#### [STATED PROBLEM 1]
Put the listing lines between the one holding "the mountain slope" and the one holding "xmin=67 ymin=6 xmax=92 ymax=17", inclusive, into a JSON list of strings, one string per line, with blank lines skipped.
# # # #
DEFINING APPRECIATIVE LEADERSHIP

Whitney et al., define Appreciative Leadership as

“… the relational capacity to mobilize creative potential and turn it into positive power—to set in motion positive ripples of confidence, energy, enthusiasm, and performance—to make a positive difference in the world” (p. 3, 2010).

The work of Schiller, Holland, and Riley (2001); and Whitney, Trosten-Bloom, and Rader (2010) have been seminal and defining in Appreciative Leadership (AL).

Schiller et al. (2001) state that “Appreciative Leadership is more than an individual leadership style; it is a method and practice” (p. 2). Based on their investigations and the resulting Model of Appreciative Leadership (Appendix 4), they conclude that the following themes exemplify Appreciative Leadership:

Theme 1: Leaders are belief-based with an explicit spiritual orientation and practice.

Theme 2: Leadership lives in the group and not in any one person.

Theme 3: Multiple truths exist in ways of thinking, doing and being.

Theme 4: Appreciative Leaders have an unwavering commitment to bringing out the best in themselves and others.

Theme 5: Appreciative Leaders find generative forces in their many circumstances and multiple systems (pp.162-167).

Whitney, Trosten-Bloom, and Rader (2010) assert that “Appreciative Leadership is a philosophy, a way of being, and a set of strategies that give rise to practices applicable across industries, sectors, and arenas of collaborative actions” (p. 3). Their view of AL encompasses four formative ideas:

  1. AL is about relational capacity;
  2. AL is a positive worldview;
  3. AL turns potential into positive power; and,
  4. AL sets positive ripples in motion.
# # # #
#### [STATED PROBLEM 2]
Rewrite the passage on Appreciative Leadership between "Schiller et al." and "orientation and practice.", inclusive, swapping "spiritual" out for "moral".
# # # #
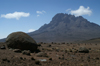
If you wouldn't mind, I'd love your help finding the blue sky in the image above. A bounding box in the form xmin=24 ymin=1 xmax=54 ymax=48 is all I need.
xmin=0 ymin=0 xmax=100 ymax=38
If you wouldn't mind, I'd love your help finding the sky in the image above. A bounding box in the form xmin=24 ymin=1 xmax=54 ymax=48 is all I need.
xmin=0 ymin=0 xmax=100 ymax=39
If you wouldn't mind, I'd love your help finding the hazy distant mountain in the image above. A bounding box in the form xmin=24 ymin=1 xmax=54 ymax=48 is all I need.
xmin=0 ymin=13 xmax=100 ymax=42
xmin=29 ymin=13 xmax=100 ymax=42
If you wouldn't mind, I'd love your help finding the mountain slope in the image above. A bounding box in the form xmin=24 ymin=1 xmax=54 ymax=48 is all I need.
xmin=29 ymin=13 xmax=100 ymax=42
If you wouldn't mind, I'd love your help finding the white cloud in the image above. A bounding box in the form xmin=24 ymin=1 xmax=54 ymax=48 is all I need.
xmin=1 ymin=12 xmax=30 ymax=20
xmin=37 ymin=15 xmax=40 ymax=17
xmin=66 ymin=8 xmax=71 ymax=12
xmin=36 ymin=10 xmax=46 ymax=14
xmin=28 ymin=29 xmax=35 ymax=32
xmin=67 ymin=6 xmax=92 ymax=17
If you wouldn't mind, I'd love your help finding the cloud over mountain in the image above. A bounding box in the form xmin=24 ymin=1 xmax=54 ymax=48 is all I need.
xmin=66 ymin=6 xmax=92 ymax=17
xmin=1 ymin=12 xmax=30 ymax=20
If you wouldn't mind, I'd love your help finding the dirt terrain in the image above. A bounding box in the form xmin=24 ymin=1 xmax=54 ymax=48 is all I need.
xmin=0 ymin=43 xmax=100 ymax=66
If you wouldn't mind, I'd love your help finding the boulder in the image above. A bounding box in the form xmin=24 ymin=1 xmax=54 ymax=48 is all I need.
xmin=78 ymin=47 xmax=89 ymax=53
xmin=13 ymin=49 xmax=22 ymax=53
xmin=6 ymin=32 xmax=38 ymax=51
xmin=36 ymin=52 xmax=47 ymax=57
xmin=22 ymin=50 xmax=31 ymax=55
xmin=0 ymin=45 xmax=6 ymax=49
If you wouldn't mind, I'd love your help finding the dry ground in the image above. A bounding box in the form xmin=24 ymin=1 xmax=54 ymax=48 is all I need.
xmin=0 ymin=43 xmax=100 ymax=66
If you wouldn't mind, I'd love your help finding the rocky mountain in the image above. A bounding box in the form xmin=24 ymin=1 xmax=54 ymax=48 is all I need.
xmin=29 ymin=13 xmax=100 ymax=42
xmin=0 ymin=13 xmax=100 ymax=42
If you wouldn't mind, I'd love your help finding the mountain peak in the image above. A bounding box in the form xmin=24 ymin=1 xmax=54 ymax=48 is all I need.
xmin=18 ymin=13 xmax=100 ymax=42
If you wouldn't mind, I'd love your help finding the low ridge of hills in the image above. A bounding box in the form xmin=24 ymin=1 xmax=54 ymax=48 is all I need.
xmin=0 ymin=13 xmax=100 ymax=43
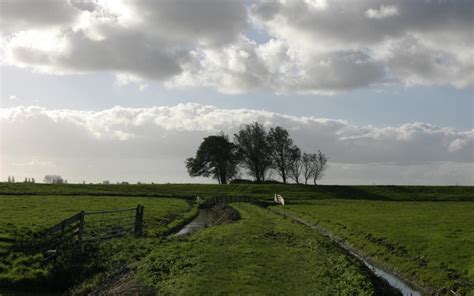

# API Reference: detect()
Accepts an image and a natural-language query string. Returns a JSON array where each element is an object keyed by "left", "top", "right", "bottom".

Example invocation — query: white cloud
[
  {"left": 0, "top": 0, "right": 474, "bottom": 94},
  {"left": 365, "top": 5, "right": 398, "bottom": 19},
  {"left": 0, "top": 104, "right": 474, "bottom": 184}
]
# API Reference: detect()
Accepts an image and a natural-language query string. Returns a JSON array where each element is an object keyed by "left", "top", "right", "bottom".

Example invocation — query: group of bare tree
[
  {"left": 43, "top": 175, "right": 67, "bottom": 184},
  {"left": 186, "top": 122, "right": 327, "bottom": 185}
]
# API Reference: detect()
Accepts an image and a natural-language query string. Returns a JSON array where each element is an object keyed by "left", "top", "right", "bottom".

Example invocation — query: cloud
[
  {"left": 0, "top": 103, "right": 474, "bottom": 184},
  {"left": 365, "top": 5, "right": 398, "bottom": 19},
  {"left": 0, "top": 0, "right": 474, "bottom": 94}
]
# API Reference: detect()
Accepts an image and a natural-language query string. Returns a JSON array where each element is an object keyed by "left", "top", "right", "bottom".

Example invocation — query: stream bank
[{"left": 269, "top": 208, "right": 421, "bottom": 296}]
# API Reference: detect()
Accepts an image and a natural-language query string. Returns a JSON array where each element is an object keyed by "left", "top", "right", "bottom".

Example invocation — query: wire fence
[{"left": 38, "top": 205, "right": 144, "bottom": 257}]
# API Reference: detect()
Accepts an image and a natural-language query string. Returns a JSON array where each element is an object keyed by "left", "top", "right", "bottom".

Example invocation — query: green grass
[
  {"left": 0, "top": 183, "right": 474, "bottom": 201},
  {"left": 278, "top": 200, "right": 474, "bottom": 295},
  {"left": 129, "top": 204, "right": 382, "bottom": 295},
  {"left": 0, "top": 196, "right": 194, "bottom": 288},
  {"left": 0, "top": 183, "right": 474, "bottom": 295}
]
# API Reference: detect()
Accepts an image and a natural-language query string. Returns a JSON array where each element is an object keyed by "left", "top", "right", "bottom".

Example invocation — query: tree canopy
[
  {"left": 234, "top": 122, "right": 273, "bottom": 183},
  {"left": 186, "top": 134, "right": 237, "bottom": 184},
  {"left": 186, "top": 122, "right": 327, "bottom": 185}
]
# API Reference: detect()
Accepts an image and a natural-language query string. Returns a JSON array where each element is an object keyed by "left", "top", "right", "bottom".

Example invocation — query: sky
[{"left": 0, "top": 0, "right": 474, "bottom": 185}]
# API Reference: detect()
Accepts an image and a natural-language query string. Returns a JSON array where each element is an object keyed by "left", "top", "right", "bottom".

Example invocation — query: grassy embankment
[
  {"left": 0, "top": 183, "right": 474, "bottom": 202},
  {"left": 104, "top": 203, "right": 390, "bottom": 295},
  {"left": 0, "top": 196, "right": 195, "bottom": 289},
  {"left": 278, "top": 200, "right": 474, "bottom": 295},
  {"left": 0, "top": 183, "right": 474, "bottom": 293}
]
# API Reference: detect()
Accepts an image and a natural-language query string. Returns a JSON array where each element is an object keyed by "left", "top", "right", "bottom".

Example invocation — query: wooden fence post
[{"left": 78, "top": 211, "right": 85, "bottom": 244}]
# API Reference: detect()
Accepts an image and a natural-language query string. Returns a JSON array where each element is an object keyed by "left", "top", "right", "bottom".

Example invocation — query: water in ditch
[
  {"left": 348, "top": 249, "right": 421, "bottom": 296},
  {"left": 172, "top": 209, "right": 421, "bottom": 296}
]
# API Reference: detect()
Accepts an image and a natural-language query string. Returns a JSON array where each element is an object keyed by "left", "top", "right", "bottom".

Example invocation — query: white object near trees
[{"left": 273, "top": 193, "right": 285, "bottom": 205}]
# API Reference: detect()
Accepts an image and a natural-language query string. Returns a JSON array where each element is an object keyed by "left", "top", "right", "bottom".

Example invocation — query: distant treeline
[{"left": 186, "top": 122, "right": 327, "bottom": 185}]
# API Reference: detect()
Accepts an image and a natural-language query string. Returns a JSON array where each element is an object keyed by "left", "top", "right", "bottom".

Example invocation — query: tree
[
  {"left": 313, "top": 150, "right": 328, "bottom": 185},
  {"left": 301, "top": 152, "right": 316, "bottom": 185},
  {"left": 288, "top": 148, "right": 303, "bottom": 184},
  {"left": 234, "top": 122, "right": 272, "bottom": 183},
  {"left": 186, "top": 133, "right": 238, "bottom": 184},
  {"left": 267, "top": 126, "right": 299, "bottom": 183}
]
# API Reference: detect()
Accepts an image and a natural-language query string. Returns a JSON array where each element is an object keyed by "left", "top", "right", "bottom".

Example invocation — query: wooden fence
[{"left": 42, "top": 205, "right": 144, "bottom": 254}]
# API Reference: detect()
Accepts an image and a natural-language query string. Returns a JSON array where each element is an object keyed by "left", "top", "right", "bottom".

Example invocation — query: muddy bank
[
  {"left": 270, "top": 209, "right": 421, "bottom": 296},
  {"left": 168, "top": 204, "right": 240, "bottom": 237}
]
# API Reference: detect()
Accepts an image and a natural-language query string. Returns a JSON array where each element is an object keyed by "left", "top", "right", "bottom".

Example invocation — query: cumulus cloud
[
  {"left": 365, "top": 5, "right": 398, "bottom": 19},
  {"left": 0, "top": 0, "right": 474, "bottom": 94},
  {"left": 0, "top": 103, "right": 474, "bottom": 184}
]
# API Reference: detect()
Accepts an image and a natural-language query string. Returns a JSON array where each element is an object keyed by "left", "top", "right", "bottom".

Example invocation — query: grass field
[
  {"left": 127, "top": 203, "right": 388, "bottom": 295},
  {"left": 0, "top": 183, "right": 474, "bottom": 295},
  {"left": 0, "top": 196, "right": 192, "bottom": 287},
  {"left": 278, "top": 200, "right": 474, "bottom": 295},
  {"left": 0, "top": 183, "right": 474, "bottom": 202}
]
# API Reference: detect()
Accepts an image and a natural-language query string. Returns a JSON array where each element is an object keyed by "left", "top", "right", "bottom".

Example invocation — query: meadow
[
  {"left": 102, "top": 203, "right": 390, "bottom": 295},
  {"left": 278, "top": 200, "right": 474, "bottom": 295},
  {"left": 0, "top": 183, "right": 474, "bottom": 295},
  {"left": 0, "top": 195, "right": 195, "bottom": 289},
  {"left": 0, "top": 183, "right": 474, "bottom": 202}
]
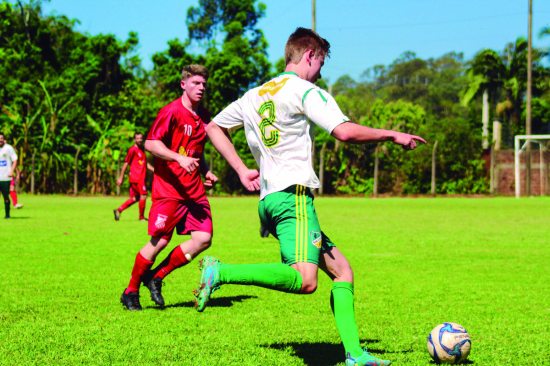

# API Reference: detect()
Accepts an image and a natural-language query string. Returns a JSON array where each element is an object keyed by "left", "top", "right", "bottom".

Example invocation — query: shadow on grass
# # # #
#### [TASK OUTPUT 1]
[
  "If you wouldn't mind, I'd love your help finding the mountain slope in the image above. A bounding box in the form xmin=24 ymin=1 xmax=54 ymax=48 is all I need.",
  "xmin=29 ymin=13 xmax=100 ymax=42",
  "If you wouldn't mind, I'd love your help finding the white cloud in the image above. A bounding box in the form xmin=24 ymin=1 xmax=54 ymax=48 is all I need.",
  "xmin=1 ymin=12 xmax=30 ymax=20",
  "xmin=37 ymin=15 xmax=40 ymax=17",
  "xmin=66 ymin=8 xmax=71 ymax=12",
  "xmin=36 ymin=10 xmax=46 ymax=14",
  "xmin=28 ymin=29 xmax=35 ymax=32",
  "xmin=67 ymin=6 xmax=92 ymax=17"
]

#### [TASK OUTPUT 2]
Schiller et al. (2001) state that “Appreciative Leadership is more than an individual leadership style; it is a method and practice” (p. 2). Based on their investigations and the resulting Model of Appreciative Leadership (Appendix 4), they conclude that the following themes exemplify Appreciative Leadership:

Theme 1: Leaders are belief-based with an explicit moral orientation and practice.